* [Work to complete]
Count the lines of the data below that contain the word "wall". Reply with the number alone.

——

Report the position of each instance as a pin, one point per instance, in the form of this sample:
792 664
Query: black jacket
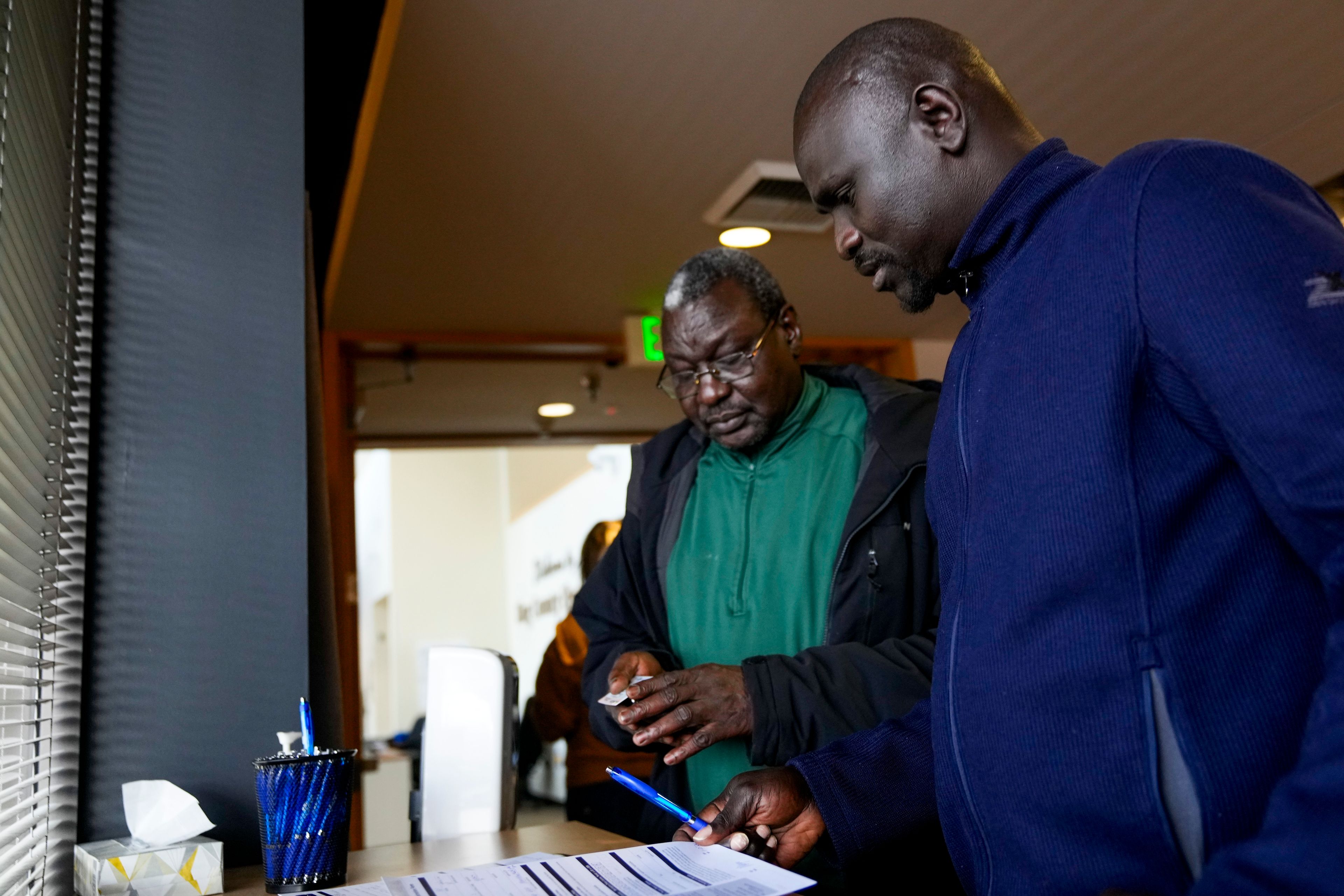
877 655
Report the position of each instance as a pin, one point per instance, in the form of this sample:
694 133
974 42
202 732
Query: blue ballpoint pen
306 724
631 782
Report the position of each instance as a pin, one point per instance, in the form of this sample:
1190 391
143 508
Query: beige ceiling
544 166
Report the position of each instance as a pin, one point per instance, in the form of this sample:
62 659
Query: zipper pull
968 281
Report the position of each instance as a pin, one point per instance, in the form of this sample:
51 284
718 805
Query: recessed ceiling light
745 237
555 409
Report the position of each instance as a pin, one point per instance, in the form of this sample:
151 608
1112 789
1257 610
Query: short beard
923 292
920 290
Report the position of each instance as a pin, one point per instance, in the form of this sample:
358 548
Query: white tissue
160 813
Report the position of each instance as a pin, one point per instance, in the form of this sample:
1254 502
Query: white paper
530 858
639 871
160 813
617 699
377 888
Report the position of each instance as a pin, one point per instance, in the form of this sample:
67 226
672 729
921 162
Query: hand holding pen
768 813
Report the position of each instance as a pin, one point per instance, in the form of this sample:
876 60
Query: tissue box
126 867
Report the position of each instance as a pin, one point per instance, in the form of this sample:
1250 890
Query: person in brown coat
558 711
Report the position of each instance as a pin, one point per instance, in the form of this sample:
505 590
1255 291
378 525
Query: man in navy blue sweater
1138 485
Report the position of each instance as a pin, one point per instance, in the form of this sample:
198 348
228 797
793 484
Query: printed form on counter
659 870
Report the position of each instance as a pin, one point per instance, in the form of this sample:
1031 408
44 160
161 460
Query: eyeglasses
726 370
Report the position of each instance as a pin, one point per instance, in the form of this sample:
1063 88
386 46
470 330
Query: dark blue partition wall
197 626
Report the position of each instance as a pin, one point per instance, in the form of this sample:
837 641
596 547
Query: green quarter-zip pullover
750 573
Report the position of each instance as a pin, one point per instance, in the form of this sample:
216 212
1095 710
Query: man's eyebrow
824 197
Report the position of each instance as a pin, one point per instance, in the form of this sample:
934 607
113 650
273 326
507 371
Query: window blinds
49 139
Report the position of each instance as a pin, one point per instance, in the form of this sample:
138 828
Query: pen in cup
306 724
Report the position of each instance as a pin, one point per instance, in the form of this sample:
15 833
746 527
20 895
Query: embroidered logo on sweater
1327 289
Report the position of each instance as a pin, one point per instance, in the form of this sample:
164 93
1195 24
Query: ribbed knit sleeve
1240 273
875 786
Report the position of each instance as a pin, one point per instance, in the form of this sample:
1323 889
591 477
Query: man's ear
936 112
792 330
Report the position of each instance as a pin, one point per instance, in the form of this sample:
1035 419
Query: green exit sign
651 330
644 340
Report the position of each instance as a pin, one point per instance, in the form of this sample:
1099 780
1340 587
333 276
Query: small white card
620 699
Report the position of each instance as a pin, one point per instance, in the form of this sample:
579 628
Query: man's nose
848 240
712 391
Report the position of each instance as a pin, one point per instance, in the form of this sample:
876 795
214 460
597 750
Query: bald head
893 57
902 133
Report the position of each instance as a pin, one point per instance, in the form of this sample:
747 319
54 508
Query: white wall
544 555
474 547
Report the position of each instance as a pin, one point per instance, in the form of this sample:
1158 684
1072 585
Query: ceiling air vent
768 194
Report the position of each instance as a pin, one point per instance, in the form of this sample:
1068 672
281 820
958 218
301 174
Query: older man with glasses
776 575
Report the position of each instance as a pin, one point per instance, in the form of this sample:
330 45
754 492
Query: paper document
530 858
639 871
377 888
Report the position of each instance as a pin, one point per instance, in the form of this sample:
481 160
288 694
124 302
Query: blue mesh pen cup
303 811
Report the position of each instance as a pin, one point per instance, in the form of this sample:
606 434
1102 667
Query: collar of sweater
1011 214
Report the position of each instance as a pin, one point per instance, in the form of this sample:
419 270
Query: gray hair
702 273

——

* [Reply]
2